WHAT TO WORK ON
All of these records need to be duplicated exactly.

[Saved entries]
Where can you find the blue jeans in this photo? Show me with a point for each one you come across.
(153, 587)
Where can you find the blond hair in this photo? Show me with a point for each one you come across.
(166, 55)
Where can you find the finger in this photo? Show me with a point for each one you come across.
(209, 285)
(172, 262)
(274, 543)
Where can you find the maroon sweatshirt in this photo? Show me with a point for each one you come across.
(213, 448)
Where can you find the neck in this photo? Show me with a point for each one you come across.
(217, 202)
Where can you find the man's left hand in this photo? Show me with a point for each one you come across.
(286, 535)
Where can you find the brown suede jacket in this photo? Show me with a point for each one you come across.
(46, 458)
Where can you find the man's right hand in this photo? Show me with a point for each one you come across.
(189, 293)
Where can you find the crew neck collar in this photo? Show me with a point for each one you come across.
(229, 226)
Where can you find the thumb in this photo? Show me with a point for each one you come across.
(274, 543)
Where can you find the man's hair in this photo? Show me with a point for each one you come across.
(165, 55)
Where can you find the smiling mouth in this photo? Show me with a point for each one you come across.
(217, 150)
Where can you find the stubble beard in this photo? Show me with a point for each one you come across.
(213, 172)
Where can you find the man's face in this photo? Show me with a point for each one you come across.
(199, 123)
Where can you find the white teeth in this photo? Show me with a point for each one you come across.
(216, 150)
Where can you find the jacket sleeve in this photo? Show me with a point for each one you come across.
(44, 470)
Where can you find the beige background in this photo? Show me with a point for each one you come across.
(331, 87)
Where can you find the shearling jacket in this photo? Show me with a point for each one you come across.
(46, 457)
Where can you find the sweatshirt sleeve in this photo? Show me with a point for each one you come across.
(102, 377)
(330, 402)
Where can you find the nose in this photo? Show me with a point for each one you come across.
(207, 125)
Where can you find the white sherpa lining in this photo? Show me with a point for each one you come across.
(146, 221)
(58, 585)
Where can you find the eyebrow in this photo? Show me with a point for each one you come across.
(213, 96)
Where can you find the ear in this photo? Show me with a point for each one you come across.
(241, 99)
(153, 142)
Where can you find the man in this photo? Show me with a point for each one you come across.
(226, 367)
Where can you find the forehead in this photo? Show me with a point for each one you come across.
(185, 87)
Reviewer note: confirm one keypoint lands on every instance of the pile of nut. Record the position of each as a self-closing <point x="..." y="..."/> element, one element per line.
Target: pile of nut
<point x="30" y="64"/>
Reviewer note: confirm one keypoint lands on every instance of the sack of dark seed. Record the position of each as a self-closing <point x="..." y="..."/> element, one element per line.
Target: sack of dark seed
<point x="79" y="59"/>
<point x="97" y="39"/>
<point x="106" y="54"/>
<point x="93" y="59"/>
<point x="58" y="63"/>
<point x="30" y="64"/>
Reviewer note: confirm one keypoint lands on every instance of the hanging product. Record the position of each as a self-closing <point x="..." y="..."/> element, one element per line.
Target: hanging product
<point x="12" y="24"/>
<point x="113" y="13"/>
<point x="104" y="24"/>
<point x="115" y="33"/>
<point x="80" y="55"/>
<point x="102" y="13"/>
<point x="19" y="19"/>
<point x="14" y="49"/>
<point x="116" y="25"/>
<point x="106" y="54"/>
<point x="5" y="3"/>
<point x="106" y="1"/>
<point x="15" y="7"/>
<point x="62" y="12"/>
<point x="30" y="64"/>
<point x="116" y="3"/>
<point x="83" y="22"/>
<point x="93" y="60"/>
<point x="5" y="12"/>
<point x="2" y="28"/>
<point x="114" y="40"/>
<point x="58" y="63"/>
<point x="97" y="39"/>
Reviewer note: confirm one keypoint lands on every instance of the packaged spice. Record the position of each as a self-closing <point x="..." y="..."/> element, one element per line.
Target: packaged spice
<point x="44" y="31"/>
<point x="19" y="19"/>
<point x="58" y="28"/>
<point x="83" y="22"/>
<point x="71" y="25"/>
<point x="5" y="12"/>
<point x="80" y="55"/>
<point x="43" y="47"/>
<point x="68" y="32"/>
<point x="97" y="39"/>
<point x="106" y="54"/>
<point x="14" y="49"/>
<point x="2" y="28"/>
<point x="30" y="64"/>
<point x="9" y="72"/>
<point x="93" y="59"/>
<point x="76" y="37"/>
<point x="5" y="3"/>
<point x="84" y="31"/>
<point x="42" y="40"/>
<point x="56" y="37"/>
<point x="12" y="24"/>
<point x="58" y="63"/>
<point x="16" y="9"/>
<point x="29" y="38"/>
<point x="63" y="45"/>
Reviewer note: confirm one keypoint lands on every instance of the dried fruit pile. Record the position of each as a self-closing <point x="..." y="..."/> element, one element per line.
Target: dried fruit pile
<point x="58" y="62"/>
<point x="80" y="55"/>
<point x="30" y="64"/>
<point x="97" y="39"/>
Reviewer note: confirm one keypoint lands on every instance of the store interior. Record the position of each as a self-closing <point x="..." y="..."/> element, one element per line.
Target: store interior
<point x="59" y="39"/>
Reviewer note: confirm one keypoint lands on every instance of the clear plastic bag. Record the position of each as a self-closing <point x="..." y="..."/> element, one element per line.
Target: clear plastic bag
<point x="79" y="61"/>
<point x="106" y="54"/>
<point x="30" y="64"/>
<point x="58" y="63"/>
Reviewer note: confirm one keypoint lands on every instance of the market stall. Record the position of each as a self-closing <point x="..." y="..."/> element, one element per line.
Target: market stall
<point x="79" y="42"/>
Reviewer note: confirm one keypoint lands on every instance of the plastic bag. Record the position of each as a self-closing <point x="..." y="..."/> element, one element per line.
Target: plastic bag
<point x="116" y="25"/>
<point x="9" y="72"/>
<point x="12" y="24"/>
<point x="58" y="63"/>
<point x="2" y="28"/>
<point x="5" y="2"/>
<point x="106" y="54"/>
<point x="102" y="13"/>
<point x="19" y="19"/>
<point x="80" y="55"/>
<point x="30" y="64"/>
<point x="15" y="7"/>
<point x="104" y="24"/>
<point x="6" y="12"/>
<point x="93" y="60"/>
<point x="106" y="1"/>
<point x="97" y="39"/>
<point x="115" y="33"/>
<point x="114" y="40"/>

ANSWER TO THE PROBLEM
Where can you find the blue jeans in this photo? Show me with a point for each one you come across.
(153, 587)
Where can you find the blond hair in this photo? Show me with a point for each one you come across.
(166, 55)
Where can you find the finger in this photo? Show me with a point for each one you come across.
(209, 285)
(172, 262)
(274, 543)
Where can you find the maroon sweatshirt in this photo? Show me with a point for each one you come across.
(213, 448)
Where can you find the neck in this photo? Show me with a point for each one you come across.
(217, 202)
Where can you find the man's left hand in this photo? Show me with a point for each one you come across.
(286, 535)
Where can you find the brown suede jacket in this photo? Show me with a point for each one you come across.
(46, 458)
Where can you find the man's right hand in this photo? Show me with a point for each one you come across.
(189, 293)
Where can you find the crew neck collar in this photo? Show me with a point for each one you come across.
(229, 226)
Where can you find the thumb in this photo? Show me with a point for each one you come across.
(274, 543)
Where can you find the man's hair in this photo? Show me with a point for each one you come across.
(165, 55)
Where can you find the smiling mouth in this photo? Show me with a point for each one you come across.
(217, 150)
Where can you find the stubble beard in this photo? Show me with a point for each one you come across.
(213, 172)
Where can you find the man's face in this photo? Show me with a point for each one you come across.
(199, 123)
Where can you find the white teeth in this photo? Show me with a point for each one you come across.
(216, 150)
Where can you find the jacket sleeve in this photo? Show me with a point for each one you come across.
(44, 470)
Where can you find the beige background in this photo? Show me with a point for each one you come across.
(331, 87)
Where can you find the shearling jacket in this photo? Show me with a point for each one you come across.
(46, 457)
Where can you find the sweatshirt sleeve in this photo? Show me with a point for each one you come across.
(102, 377)
(330, 402)
Where can you find the nose in this photo? Show me with a point for each one you come across.
(207, 125)
Where can you find the white sherpa lining in this photo? Show me with a point for each one you come across.
(146, 221)
(58, 585)
Where can you find the eyebrow in this photo? Show me with a point for each one you come across.
(213, 96)
Where can you find the ear in this photo? Show me with a point for each one you come across.
(241, 99)
(153, 142)
Where can you find the man in this photo? Show me with a point for each one you come across.
(226, 367)
Where can you find the forehead in this photo? Show me with a point for each one you come across.
(185, 87)
Reviewer note: confirm one keypoint lands on every instance of the pile of nut. Record the position of each as a self-closing <point x="..." y="..."/> element, one element per line.
Target: pile of nut
<point x="30" y="64"/>
Reviewer note: confirm one keypoint lands on every instance of the sack of dark seed. Record the position of each as a self-closing <point x="..." y="..."/> element, one element per line.
Target: sack of dark seed
<point x="79" y="59"/>
<point x="97" y="39"/>
<point x="106" y="54"/>
<point x="93" y="59"/>
<point x="58" y="63"/>
<point x="30" y="64"/>
Reviewer note: confirm one keypoint lands on every instance of the hanging product. Record the position of each as a self-closing <point x="..." y="..."/> element, one element per line.
Target: hanging product
<point x="12" y="24"/>
<point x="113" y="13"/>
<point x="104" y="24"/>
<point x="115" y="33"/>
<point x="80" y="55"/>
<point x="102" y="13"/>
<point x="19" y="19"/>
<point x="14" y="49"/>
<point x="116" y="25"/>
<point x="106" y="54"/>
<point x="5" y="3"/>
<point x="106" y="1"/>
<point x="15" y="7"/>
<point x="62" y="12"/>
<point x="30" y="64"/>
<point x="116" y="3"/>
<point x="83" y="22"/>
<point x="93" y="60"/>
<point x="5" y="12"/>
<point x="2" y="28"/>
<point x="114" y="40"/>
<point x="58" y="63"/>
<point x="97" y="39"/>
Reviewer note: confirm one keypoint lands on every instance of the packaged spice. Record the position of each as a self-closing <point x="..." y="..."/> element, one element per line.
Target: packaged spice
<point x="44" y="31"/>
<point x="19" y="19"/>
<point x="58" y="28"/>
<point x="83" y="22"/>
<point x="71" y="25"/>
<point x="5" y="12"/>
<point x="80" y="55"/>
<point x="43" y="47"/>
<point x="68" y="32"/>
<point x="97" y="39"/>
<point x="106" y="54"/>
<point x="14" y="49"/>
<point x="2" y="28"/>
<point x="30" y="64"/>
<point x="9" y="72"/>
<point x="93" y="59"/>
<point x="76" y="37"/>
<point x="5" y="3"/>
<point x="84" y="31"/>
<point x="42" y="40"/>
<point x="56" y="37"/>
<point x="12" y="24"/>
<point x="58" y="63"/>
<point x="16" y="9"/>
<point x="29" y="38"/>
<point x="63" y="45"/>
Reviewer note: confirm one keypoint lands on every instance of the dried fruit pile. Record the position of each as a self-closing <point x="..." y="..."/> element, one element per line.
Target: dried fruit pile
<point x="58" y="62"/>
<point x="80" y="55"/>
<point x="30" y="64"/>
<point x="97" y="39"/>
Reviewer note: confirm one keypoint lands on every instance of the store interior. Record the position of each as a self-closing <point x="..." y="..."/> element, one element per line.
Target: store interior
<point x="59" y="39"/>
Reviewer note: confirm one keypoint lands on every instance of the clear plastic bag. Record the position of each as a self-closing <point x="..." y="..."/> element, one element per line.
Target: clear plastic bag
<point x="79" y="61"/>
<point x="106" y="54"/>
<point x="30" y="64"/>
<point x="58" y="63"/>
Reviewer note: confirm one keypoint lands on every instance of the market stall. Record the position of each as a self-closing <point x="..." y="..."/> element, one element per line.
Target: market stall
<point x="79" y="42"/>
Reviewer note: confirm one keypoint lands on every instance of the plastic bag. Record the position of each as a self-closing <point x="..." y="..."/> element, one element per line.
Target: plastic bag
<point x="116" y="25"/>
<point x="9" y="72"/>
<point x="12" y="24"/>
<point x="58" y="63"/>
<point x="2" y="28"/>
<point x="5" y="2"/>
<point x="106" y="54"/>
<point x="102" y="13"/>
<point x="19" y="19"/>
<point x="80" y="55"/>
<point x="30" y="64"/>
<point x="15" y="7"/>
<point x="104" y="24"/>
<point x="6" y="12"/>
<point x="93" y="60"/>
<point x="106" y="1"/>
<point x="97" y="39"/>
<point x="115" y="33"/>
<point x="114" y="40"/>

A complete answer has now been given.